Your goal:
Give only the number of lines below that contain the string "wall". Matching is case-sensitive.

╭─ Information shown

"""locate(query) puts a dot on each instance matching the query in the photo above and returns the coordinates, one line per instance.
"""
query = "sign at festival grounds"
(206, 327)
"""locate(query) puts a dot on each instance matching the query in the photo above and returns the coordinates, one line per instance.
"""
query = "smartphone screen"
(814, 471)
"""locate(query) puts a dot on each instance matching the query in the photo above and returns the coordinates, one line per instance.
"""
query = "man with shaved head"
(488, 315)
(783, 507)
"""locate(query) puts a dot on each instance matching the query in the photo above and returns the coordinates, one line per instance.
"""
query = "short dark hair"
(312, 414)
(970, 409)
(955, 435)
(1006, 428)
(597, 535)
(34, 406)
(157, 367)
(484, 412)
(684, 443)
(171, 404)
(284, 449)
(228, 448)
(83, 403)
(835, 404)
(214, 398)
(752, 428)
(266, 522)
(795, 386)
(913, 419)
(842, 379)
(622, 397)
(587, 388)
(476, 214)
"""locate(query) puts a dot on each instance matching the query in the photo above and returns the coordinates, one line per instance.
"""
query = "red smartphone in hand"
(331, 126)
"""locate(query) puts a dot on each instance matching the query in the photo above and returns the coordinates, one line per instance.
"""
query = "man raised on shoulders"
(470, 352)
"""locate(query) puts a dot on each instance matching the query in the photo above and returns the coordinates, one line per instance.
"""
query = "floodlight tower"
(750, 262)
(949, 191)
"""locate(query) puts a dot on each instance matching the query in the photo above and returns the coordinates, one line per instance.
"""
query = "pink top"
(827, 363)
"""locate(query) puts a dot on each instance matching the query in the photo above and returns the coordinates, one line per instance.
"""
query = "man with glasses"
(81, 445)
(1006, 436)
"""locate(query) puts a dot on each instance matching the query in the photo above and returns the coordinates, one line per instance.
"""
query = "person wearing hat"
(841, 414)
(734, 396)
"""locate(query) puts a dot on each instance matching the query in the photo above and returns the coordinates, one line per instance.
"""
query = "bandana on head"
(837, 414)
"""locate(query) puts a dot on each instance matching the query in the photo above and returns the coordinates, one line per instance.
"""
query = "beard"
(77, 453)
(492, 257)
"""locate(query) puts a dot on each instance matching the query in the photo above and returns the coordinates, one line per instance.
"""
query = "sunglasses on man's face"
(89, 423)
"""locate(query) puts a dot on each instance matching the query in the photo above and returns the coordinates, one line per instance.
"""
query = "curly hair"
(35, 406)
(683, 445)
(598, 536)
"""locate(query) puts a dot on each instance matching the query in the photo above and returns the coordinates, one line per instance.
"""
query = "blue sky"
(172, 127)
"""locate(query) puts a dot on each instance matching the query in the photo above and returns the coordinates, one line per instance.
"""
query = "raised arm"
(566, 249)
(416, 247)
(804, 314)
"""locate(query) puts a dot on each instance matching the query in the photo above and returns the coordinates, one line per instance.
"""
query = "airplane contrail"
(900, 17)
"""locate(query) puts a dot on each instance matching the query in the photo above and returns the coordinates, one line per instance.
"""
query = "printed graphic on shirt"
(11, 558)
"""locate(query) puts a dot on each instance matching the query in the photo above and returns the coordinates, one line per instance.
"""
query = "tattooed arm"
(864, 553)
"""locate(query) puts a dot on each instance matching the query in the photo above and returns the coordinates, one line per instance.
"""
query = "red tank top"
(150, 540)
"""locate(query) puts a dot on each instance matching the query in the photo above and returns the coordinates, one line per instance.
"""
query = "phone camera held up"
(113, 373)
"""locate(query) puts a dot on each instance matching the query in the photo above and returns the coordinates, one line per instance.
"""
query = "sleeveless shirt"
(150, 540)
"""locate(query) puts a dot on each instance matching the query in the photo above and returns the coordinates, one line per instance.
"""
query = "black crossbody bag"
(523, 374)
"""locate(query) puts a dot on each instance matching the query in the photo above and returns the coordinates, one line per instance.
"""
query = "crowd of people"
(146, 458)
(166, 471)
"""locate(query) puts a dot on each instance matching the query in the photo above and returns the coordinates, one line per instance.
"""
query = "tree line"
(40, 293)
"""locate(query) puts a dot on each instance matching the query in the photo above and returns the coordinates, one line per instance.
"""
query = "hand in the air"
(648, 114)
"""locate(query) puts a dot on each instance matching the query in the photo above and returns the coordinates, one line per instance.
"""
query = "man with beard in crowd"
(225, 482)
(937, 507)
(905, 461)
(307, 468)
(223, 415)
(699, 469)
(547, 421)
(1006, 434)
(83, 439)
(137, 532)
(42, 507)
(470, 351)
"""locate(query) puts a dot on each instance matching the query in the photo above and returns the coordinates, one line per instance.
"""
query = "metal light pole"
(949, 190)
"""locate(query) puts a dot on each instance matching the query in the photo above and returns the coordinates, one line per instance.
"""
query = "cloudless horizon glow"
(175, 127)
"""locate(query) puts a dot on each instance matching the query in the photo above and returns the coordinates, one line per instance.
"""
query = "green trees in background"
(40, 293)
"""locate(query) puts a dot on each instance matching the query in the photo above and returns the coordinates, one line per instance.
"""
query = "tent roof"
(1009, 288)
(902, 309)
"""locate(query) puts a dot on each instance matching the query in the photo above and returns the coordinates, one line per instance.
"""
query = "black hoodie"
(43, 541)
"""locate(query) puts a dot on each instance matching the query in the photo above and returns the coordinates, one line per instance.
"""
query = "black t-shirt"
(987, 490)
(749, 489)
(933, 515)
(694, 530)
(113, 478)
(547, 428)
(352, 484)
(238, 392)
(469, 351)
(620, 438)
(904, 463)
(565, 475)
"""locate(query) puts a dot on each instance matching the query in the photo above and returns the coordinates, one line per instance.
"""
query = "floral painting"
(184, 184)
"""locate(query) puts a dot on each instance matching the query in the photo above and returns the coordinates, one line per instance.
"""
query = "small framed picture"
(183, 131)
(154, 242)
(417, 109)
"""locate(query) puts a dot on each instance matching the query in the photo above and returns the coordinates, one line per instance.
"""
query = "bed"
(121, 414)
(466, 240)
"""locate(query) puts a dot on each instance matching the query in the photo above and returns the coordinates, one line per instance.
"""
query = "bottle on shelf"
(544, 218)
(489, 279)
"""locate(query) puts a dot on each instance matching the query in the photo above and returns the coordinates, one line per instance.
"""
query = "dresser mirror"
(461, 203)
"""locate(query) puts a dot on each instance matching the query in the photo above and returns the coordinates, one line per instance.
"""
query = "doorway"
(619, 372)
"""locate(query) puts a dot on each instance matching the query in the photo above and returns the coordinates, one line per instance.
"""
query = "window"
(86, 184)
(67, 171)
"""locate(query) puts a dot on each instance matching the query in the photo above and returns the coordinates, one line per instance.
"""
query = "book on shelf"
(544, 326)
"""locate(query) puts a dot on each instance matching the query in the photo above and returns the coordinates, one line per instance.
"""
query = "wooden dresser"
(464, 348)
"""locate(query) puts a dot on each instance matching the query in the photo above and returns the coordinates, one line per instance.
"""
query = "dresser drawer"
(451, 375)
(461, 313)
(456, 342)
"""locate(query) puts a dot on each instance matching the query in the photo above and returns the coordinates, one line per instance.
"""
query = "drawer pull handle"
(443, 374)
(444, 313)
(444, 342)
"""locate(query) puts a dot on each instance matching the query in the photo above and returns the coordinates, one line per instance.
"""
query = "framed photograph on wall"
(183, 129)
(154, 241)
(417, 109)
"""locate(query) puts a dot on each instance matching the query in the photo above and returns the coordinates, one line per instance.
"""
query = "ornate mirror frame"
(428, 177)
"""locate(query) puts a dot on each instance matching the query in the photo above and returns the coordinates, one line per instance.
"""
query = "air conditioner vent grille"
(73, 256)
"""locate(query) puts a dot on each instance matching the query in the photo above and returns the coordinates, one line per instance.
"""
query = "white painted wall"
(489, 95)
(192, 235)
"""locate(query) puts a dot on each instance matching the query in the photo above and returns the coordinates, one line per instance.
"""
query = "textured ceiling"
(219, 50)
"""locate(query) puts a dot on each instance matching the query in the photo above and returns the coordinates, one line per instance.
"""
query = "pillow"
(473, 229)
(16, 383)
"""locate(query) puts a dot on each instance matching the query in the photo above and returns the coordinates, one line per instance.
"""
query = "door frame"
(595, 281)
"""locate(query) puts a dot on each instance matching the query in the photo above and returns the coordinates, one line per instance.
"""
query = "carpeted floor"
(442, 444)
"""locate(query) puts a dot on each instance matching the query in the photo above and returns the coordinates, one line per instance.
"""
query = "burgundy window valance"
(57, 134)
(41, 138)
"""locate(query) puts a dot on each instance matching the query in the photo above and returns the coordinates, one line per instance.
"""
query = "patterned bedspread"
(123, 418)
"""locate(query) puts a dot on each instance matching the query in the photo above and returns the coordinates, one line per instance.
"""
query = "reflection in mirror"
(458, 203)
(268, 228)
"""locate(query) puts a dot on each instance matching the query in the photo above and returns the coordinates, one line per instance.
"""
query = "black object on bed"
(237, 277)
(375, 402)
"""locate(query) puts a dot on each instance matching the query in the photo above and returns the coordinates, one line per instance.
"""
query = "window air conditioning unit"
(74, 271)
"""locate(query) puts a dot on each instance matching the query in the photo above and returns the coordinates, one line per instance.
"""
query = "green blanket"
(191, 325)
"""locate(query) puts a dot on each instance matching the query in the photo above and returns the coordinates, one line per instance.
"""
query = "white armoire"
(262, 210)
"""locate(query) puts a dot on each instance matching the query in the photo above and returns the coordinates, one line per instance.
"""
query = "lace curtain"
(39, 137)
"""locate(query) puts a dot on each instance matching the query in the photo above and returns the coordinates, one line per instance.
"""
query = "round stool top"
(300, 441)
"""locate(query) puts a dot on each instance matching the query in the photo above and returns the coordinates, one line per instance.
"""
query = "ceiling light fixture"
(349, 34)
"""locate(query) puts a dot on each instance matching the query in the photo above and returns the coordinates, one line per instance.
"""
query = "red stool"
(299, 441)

╰─

Worked answer:
2